◆ O que se pede
Transcreva do texto sobre as editoras de livros o trecho que vai de "Última atualização em" até "e na forma.", inclusive.
-------- Texto de leitura
Publicado em 17 de setembro de 2016 às 08h54.

Última atualização em 22 de junho de 2017 às 18h42.

Jardel Sebba 

“Escolha um trabalho que você ame e não precisará trabalhar um só dia na vida.” De Confúcio ou de Warren Buffett, dependendo da fonte pesquisada, pouco importa: a frase, além de um tenebroso clichê, é mentira. Um bom e atual exemplo disso vem de um mercado que, na era digital, balançou, encolheu, mas está longe de acabar: o das editoras de livros. Diante da crise, nos últimos anos muitos editores decidiram abrir suas próprias empresas para publicar o que gostam, com igual esmero no conteúdo e na forma.

Produtos feitos por e para amantes dos livros físicos, esses objetos que, em algum momento, acreditou-se que poderiam ser meros fetiches a essa altura. E, acredite, são esses “novos românticos” que, com modelos enxutos de negócio e conhecimento profundo do público que desejam alcançar, que estão dando fôlego a um mercado que parecia condenado. A mentira? Sim, eles escolheram fazer o que amam, mas trabalham arduamente todos os dias, cumprindo múltiplas funções em suas casas editoriais.
----------------
-------- Registros fornecidos
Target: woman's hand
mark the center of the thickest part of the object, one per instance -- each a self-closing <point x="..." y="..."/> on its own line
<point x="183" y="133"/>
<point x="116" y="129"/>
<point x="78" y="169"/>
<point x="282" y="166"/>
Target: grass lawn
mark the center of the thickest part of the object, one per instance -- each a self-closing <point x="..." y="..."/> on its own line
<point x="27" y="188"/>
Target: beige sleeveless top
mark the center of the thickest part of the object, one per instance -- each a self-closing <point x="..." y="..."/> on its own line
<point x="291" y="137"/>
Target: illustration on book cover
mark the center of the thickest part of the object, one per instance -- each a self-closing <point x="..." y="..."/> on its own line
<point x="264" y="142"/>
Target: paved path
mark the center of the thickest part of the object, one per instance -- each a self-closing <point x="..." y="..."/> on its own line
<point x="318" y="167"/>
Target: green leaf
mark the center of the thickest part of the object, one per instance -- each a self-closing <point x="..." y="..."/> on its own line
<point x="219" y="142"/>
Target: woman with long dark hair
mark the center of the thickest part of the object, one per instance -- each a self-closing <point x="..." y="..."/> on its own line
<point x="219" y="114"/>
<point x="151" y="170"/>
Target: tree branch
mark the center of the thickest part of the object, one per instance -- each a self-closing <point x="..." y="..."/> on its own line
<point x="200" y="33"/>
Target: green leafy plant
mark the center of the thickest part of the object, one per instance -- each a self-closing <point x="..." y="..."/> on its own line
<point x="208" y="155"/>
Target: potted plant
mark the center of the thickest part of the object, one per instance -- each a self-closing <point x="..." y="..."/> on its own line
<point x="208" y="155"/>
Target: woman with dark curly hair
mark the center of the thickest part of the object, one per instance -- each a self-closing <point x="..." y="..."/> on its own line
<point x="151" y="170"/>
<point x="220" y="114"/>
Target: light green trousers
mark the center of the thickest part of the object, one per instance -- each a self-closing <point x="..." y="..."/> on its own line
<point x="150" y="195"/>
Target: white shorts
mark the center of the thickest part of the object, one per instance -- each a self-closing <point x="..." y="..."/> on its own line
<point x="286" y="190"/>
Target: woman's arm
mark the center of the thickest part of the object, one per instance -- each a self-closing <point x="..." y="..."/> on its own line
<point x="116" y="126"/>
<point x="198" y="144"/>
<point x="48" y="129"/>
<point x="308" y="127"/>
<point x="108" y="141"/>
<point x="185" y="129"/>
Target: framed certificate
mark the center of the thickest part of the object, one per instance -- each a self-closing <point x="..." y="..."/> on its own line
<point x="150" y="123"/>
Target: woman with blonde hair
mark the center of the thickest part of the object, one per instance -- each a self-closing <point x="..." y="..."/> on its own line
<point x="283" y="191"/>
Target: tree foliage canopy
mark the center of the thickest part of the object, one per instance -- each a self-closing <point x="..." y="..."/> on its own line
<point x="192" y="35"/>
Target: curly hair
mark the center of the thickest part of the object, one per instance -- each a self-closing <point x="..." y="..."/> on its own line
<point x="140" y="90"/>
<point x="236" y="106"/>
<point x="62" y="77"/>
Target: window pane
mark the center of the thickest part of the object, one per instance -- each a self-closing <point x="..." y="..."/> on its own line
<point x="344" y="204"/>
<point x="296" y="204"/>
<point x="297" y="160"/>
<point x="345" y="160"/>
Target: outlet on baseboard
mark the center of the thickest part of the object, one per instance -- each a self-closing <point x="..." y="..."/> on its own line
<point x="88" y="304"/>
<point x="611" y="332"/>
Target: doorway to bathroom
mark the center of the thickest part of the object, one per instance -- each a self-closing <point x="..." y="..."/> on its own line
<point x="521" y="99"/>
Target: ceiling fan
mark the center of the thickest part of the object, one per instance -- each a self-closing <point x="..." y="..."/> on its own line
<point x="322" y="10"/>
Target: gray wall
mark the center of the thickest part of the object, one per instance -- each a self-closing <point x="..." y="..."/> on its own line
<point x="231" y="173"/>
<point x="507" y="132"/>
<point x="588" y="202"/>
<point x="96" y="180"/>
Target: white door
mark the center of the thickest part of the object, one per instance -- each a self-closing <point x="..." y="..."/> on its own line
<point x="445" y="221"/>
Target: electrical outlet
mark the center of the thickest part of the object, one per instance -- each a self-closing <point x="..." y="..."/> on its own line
----------------
◆ Resposta do exercício
Última atualização em 22 de junho de 2017 às 18h42.

Jardel Sebba 

“Escolha um trabalho que você ame e não precisará trabalhar um só dia na vida.” De Confúcio ou de Warren Buffett, dependendo da fonte pesquisada, pouco importa: a frase, além de um tenebroso clichê, é mentira. Um bom e atual exemplo disso vem de um mercado que, na era digital, balançou, encolheu, mas está longe de acabar: o das editoras de livros. Diante da crise, nos últimos anos muitos editores decidiram abrir suas próprias empresas para publicar o que gostam, com igual esmero no conteúdo e na forma.